| Text |

--------------------------------

Special projects in which student teaching experience may be gained are described below. Each project is open to students at Bloomington and IUPUI as well as to students from other institutions. The employment success of students in these projects has been very high year after year. Note: Non-education majors (College of Arts and Sciences, and so on) may also participate in these cultural immersion projects. They will be placed in schools as teaching assistants, and they will earn cultural course credit at the 500 level. For additional information, see education.indiana.edu/CulturalImmersion/tabid/6131/Default.aspx,
e-mail cultural [at] indiana [dot] edu, or call (812) 856-8507.

The American Indian Reservation Student Teaching Project This project features student teaching for students seeking elementary, secondary (almost every subject area), all-grade, and special education teaching certificates on reservations in Arizona, New Mexico, and Utah. Placements will be made both semesters and will involve 16 weeks of student teaching and community involvement on the Navajo Indian reservations. Student teachers will be placed in Bureau of Indian Affairs boarding schools, in tribal-controlled schools, or in public schools serving American Indian youth.

Each participant registers for 10-16 credit hours of student teaching and cultural practicum; and at least two graduate-level courses focusing on American Indian education, culture, and historical and contemporary issues and conditions. Nine (9) to 12 graduate credit hours are earned. Student teachers are available to American Indian children not only for classroom instruction but also for after-school tutoring, athletics, and cross-cultural interaction. All student teachers participate in a culturally oriented workshop held on campus in April to prepare them for the reservation setting. On-site seminars, readings, films, presentations by American Indian consultants, and site reports extend the workshop experience. Community involvement with American Indian adults and youth is also required. Living costs on the reservation are quite modest.

--------------------------------

| Record excerpts |
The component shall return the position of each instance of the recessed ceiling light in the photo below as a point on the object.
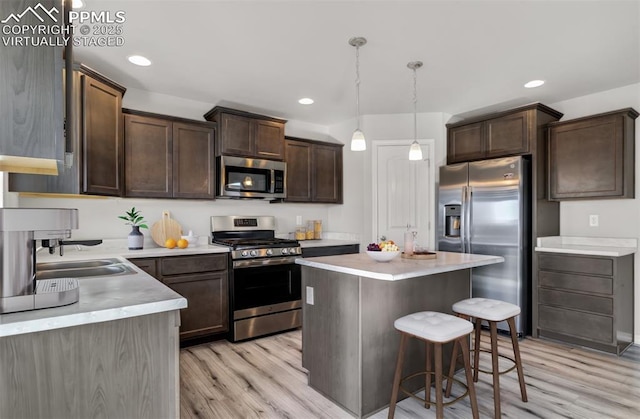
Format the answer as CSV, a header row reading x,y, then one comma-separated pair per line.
x,y
139,60
534,83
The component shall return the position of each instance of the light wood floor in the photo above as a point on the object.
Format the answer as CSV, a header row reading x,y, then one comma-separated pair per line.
x,y
263,378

--------------------------------

| Short task |
Quote the passage on student teaching projects from "Special projects in" to "or call (812) 856-8507.".

| The response |
Special projects in which student teaching experience may be gained are described below. Each project is open to students at Bloomington and IUPUI as well as to students from other institutions. The employment success of students in these projects has been very high year after year. Note: Non-education majors (College of Arts and Sciences, and so on) may also participate in these cultural immersion projects. They will be placed in schools as teaching assistants, and they will earn cultural course credit at the 500 level. For additional information, see education.indiana.edu/CulturalImmersion/tabid/6131/Default.aspx,
e-mail cultural [at] indiana [dot] edu, or call (812) 856-8507.